Given request: Copy the line with "Tag each instance of the floral" and all lines following it through the last line of the entries, exactly as written.
+++
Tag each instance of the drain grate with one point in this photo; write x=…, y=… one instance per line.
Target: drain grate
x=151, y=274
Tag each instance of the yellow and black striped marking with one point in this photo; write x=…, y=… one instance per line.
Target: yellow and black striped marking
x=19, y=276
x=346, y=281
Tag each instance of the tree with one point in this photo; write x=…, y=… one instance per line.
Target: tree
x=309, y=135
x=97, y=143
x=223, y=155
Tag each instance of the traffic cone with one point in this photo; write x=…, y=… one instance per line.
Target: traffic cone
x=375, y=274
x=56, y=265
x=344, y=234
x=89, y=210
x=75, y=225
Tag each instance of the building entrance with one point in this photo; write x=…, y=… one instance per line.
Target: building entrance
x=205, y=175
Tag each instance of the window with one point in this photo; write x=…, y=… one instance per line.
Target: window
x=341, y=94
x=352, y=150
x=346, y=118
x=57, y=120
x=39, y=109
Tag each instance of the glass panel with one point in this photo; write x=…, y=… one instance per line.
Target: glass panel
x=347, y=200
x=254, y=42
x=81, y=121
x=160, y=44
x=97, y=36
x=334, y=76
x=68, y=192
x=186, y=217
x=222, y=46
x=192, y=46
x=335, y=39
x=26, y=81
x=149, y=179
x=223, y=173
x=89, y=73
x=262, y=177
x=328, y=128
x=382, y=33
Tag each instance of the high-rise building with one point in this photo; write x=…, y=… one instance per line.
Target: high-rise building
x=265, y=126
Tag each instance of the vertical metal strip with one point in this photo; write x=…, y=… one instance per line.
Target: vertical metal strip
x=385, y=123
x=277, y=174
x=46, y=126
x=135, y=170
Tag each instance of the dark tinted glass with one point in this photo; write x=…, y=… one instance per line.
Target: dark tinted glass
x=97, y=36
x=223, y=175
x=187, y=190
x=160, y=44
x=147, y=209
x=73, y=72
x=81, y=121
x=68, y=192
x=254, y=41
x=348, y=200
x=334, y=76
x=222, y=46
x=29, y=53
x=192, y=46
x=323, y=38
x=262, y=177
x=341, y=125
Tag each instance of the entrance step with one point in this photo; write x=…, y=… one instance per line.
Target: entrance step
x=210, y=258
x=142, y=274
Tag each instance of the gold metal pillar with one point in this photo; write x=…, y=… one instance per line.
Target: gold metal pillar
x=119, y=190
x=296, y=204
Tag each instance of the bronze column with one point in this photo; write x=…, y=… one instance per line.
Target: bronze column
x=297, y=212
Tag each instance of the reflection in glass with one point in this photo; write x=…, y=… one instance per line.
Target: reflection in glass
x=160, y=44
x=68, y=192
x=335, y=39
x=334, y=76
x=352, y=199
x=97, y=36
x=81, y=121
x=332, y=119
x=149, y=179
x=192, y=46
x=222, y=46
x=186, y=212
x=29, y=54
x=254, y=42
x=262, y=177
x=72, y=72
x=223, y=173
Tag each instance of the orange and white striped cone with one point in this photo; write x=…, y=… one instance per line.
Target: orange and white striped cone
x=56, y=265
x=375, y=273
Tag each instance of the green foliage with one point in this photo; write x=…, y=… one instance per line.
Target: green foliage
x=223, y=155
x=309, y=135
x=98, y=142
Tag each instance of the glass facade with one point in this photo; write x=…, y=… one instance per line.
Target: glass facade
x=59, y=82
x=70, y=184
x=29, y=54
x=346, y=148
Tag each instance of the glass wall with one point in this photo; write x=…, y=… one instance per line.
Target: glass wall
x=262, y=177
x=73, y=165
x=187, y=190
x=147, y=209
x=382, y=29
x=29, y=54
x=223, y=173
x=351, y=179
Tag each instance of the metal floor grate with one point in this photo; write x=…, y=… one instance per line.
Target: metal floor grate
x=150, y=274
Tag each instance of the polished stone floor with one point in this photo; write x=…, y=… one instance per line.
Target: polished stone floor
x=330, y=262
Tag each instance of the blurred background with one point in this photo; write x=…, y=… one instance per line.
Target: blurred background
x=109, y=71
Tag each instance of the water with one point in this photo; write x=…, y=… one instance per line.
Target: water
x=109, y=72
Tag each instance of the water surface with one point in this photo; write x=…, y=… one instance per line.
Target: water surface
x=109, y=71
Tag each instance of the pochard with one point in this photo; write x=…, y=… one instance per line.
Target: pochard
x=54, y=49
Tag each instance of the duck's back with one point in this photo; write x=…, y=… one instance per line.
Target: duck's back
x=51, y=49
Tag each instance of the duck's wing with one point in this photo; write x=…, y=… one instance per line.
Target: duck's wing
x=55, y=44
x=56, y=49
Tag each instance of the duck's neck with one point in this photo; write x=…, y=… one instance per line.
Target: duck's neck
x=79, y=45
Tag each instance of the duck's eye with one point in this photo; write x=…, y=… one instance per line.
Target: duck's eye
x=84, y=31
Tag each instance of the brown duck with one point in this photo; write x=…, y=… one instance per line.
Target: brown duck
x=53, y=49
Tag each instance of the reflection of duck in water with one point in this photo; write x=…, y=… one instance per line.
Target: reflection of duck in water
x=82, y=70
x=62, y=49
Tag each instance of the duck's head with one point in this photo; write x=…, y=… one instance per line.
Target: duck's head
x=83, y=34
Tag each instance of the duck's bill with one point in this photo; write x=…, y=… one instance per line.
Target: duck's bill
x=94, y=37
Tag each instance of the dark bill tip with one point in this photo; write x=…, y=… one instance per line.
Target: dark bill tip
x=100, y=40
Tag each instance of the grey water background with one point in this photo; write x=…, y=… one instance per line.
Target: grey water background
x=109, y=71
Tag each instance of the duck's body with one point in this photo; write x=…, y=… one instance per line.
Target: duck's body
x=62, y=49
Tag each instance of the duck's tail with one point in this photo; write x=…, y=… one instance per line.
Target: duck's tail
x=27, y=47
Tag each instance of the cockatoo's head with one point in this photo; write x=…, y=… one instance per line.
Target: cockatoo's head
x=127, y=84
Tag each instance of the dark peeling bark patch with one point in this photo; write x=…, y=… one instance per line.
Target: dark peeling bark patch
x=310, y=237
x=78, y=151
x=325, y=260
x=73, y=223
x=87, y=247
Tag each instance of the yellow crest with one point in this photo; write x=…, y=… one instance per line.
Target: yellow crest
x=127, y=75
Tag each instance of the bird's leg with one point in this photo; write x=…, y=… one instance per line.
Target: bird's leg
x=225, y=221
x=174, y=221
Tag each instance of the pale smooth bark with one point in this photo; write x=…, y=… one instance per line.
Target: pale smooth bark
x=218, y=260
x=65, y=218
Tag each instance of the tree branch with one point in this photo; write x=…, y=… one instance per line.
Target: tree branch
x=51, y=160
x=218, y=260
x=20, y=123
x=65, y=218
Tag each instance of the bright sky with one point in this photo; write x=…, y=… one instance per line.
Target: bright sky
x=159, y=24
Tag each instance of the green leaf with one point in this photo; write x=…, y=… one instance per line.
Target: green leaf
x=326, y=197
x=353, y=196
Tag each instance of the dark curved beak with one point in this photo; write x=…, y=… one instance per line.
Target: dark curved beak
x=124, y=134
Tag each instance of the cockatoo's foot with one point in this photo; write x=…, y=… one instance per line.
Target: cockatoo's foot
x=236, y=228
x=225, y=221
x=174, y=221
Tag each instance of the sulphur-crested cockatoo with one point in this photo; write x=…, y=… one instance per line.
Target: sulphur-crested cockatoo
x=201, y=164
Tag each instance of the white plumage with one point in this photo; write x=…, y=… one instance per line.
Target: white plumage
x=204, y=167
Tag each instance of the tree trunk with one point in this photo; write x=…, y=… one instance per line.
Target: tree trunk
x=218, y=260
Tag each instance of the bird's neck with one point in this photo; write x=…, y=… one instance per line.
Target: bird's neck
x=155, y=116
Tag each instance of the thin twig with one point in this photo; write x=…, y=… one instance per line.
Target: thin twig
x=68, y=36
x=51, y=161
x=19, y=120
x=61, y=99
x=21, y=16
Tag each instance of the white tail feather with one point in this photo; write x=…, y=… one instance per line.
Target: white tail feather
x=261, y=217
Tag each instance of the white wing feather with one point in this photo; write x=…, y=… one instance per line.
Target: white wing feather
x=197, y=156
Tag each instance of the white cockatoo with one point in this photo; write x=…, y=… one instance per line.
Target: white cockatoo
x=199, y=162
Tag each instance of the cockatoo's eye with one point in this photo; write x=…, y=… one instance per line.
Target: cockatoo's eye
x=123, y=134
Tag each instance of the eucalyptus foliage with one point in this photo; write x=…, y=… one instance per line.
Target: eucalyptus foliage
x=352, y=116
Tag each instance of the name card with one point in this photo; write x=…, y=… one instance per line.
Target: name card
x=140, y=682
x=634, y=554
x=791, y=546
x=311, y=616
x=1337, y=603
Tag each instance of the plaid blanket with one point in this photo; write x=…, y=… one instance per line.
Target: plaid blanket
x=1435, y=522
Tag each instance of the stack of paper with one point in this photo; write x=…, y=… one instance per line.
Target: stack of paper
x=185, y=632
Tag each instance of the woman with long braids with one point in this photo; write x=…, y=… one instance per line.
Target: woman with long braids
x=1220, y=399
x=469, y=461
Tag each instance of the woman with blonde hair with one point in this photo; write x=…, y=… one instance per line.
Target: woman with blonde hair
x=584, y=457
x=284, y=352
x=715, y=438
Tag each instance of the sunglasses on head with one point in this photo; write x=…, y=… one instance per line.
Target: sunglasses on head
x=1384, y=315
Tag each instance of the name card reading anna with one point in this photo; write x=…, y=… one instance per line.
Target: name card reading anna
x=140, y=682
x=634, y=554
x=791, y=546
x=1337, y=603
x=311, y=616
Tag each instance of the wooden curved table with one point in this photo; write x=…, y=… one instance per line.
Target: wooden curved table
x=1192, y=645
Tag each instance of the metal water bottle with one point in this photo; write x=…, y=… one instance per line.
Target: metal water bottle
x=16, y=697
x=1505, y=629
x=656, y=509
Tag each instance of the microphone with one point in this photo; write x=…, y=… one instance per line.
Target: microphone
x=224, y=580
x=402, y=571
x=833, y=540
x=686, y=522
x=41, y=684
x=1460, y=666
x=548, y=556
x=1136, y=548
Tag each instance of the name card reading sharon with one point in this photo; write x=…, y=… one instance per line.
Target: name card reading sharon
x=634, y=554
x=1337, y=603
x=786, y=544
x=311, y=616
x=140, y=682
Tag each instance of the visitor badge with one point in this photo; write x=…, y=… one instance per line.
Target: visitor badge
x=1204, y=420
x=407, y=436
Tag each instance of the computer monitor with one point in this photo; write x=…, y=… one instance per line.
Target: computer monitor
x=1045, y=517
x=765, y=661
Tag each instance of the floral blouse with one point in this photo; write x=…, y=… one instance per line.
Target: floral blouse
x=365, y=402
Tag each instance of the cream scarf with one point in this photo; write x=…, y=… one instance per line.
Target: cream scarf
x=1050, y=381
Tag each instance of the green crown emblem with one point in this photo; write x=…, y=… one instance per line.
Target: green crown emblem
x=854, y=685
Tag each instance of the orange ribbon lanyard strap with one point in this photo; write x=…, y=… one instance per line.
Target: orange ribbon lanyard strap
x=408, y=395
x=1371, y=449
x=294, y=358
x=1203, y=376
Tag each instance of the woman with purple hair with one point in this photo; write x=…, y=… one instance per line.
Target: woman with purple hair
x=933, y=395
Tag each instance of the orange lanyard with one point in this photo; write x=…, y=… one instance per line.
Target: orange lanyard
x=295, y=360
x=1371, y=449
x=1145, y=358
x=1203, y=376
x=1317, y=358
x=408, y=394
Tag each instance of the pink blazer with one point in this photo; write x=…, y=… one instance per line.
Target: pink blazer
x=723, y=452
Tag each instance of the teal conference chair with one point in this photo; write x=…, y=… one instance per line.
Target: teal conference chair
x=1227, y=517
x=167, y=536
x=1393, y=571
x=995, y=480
+++
Solution to the problem:
Tag each instance of the floral blouse with one point in this photo; write x=…, y=… one instance per line.
Target: floral blouse
x=365, y=402
Tag each instance of the cream scarf with one point in this photo; write x=…, y=… one instance per line.
Target: cream scarf
x=1050, y=381
Tag each instance of the green crown emblem with one point in this photo; write x=…, y=… one instance per line.
Target: green crown emblem
x=854, y=685
Tag each instance of the orange ribbon lanyard strap with one point in this photo; write x=…, y=… one instance per line.
Target: orange ribbon lanyard strap
x=408, y=395
x=1371, y=449
x=294, y=358
x=1203, y=376
Tag each instance of the woman with purple hair with one point in this photo; write x=…, y=… one instance per line.
Target: woman with purple hair
x=933, y=395
Tag each instance of the orange lanyard with one point in this photo; write x=…, y=… one instance per line.
Target: orange lanyard
x=295, y=360
x=1371, y=449
x=1145, y=358
x=1203, y=376
x=1317, y=358
x=408, y=394
Tag each instance of the pink blazer with one point in this photo; write x=…, y=… one instance per line.
Target: pink blazer
x=723, y=452
Tag each instance of the teal conference chair with one point in this photo; write x=…, y=… one instance per line.
Target: teal conference chair
x=1227, y=517
x=167, y=536
x=1393, y=571
x=995, y=480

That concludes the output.